I think we want a single 'D' notification for the entire directory.
Notification for every single child is redundant.

> +
> +  expected_disk = svntest.main.greek_state.copy()
> +  expected_disk.remove('A/D/H/chi')
> +  expected_disk.remove('A/D/H/psi')
> +  expected_disk.remove('A/D/H/omega')
> +  expected_disk.remove('A/D/H')
> +
> +  expected_status = svntest.actions.get_virginal_state(wc_dir, 1)
> +  expected_status.add({'A/D/H' : Item(status='D ', wc_rev=1)})
> +
> +  expected_skip = wc.State('', { })
> +
> +  svntest.actions.run_and_verify_patch(wc_dir, 
> +                                       os.path.abspath(patch_file_path),
> +                                       expected_output,
> +                                       expected_disk,
> +                                       expected_status,
> +                                       expected_skip,
> +                                       None, # expected err
> +                                       1, # check-props
> +                                       1) # dry-run
> +
> +
>  def patch_reject(sbox):
>    "apply a patch which is rejected"
>  
> @@ -1363,6 +1419,7 @@
>                patch_chopped_leading_spaces,
>                patch_strip1,
>                patch_add_new_dir,
> +              patch_remove_empty_dir,
>                patch_reject,
>                patch_keywords,
>                patch_with_fuzz,
> Index: subversion/libsvn_client/patch.c
> ===================================================================
> --- subversion/libsvn_client/patch.c	(revision 912338)
> +++ subversion/libsvn_client/patch.c	(arbetskopia)
> @@ -34,6 +34,7 @@
>  #include "svn_path.h"

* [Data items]
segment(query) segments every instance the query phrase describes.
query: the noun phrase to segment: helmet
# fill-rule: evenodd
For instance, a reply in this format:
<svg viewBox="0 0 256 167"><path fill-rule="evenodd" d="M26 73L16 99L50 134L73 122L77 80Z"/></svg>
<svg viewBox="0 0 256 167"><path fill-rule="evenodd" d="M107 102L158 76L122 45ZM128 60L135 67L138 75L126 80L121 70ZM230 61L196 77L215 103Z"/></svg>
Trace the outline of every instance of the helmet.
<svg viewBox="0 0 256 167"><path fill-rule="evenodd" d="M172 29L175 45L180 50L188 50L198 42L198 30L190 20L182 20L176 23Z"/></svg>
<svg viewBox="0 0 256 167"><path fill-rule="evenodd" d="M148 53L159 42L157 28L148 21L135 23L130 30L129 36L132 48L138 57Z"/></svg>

* [GIVEN REQUEST] Extract the complete patch review reply from above, reproducing every line verbatim.

* [OUTPUT FOR THIS EXERCISE]
I think we want a single 'D' notification for the entire directory.
Notification for every single child is redundant.

> +
> +  expected_disk = svntest.main.greek_state.copy()
> +  expected_disk.remove('A/D/H/chi')
> +  expected_disk.remove('A/D/H/psi')
> +  expected_disk.remove('A/D/H/omega')
> +  expected_disk.remove('A/D/H')
> +
> +  expected_status = svntest.actions.get_virginal_state(wc_dir, 1)
> +  expected_status.add({'A/D/H' : Item(status='D ', wc_rev=1)})
> +
> +  expected_skip = wc.State('', { })
> +
> +  svntest.actions.run_and_verify_patch(wc_dir, 
> +                                       os.path.abspath(patch_file_path),
> +                                       expected_output,
> +                                       expected_disk,
> +                                       expected_status,
> +                                       expected_skip,
> +                                       None, # expected err
> +                                       1, # check-props
> +                                       1) # dry-run
> +
> +
>  def patch_reject(sbox):
>    "apply a patch which is rejected"
>  
> @@ -1363,6 +1419,7 @@
>                patch_chopped_leading_spaces,
>                patch_strip1,
>                patch_add_new_dir,
> +              patch_remove_empty_dir,
>                patch_reject,
>                patch_keywords,
>                patch_with_fuzz,
> Index: subversion/libsvn_client/patch.c
> ===================================================================
> --- subversion/libsvn_client/patch.c	(revision 912338)
> +++ subversion/libsvn_client/patch.c	(arbetskopia)
> @@ -34,6 +34,7 @@
>  #include "svn_path.h"